*PROBLEM TO SOLVE*
In this exercise, each record below is to be written out again exactly.

==== DATA FOR THE TASK ====

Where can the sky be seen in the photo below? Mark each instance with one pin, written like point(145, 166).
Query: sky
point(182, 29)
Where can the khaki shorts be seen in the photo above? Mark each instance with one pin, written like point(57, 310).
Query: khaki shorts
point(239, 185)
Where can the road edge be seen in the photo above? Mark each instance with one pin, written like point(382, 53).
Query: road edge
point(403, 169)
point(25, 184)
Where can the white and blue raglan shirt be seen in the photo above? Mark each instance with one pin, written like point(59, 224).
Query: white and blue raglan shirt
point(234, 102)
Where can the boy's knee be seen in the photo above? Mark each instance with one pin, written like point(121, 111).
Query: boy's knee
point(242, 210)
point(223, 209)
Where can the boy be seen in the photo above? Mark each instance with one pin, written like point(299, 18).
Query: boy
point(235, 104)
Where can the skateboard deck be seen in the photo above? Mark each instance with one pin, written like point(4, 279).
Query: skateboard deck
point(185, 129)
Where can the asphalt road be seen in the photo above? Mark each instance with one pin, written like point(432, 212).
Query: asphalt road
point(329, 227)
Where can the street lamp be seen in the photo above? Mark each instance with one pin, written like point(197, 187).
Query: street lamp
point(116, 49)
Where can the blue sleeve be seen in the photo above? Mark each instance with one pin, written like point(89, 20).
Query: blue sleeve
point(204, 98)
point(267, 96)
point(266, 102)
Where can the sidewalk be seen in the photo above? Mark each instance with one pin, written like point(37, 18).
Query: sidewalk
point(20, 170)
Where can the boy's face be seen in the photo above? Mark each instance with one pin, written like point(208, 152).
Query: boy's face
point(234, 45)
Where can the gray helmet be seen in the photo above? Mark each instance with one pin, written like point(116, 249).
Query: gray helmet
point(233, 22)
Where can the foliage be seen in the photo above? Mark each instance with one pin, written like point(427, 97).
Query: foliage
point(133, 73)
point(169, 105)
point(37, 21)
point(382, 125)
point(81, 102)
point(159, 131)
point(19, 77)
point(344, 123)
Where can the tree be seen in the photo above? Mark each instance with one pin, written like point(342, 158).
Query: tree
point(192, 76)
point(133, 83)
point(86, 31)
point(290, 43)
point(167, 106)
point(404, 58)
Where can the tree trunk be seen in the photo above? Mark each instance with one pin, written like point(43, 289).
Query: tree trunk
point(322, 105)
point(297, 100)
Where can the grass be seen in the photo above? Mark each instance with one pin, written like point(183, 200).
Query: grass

====

*SOLUTION TO THIS TASK*
Where can the sky be seen in the photo below? Mark each instance with one pin, written like point(145, 166).
Query: sky
point(182, 29)
Where can the khaki shorts be seen in the photo above? Mark each instance with one pin, written like point(57, 310).
Query: khaki shorts
point(239, 185)
Where can the road edge be seen in the photo above? Mark each instance with one pin, written like point(382, 53).
Query: road edge
point(403, 169)
point(25, 184)
Where can the white and blue raglan shirt be seen in the photo above? Mark each instance with one pin, written like point(59, 224).
Query: white and blue raglan shirt
point(234, 102)
Where can the boy's knee be seen in the photo above? Mark each instance with one pin, written like point(121, 111).
Query: boy's knee
point(242, 210)
point(223, 209)
Where can the boy be seen in the photo above? Mark each instance with one pin, written like point(299, 18).
Query: boy
point(235, 104)
Where can the skateboard deck be seen in the photo above? Mark each instance with one pin, written like point(4, 279).
Query: skateboard deck
point(185, 129)
Where can the asphalt road be seen in the photo above? Mark each instance with one pin, written like point(432, 212).
Query: asphalt road
point(329, 227)
Where can the street lamp be seen in the photo above? Mark each instance with one pin, written like point(197, 187).
Query: street lamp
point(116, 49)
Where can the blue sleeve be seen in the photo above? Mark each instance with one pin, written like point(89, 20).
Query: blue sleeve
point(204, 98)
point(267, 96)
point(266, 102)
Where can the sidewalk be seen in the photo above? Mark each instance with one pin, written like point(37, 18).
Query: sidewalk
point(20, 170)
Where can the boy's face be seen in the photo above? Mark each instance with one pin, written like point(208, 152).
Query: boy's face
point(234, 45)
Where can the gray helmet be seen in the photo above? Mark each instance with one pin, written like point(116, 249).
Query: gray helmet
point(233, 22)
Where can the foliage be seen in the photo above? Mark each instance with one pin, written like point(427, 97).
Query: foliage
point(133, 73)
point(169, 105)
point(37, 21)
point(382, 125)
point(81, 102)
point(159, 131)
point(19, 77)
point(344, 123)
Where can the tree be seen in the photo above? Mark each instance with one pin, written like point(342, 158).
Query: tree
point(192, 76)
point(133, 83)
point(86, 31)
point(290, 43)
point(167, 106)
point(404, 58)
Where can the tree trunk be seen in the photo above? Mark each instance with one pin, written like point(43, 289).
Query: tree trunk
point(322, 105)
point(297, 100)
Where can the grass be seen in the photo above? Mark each instance with one pin, written like point(183, 200).
Query: grass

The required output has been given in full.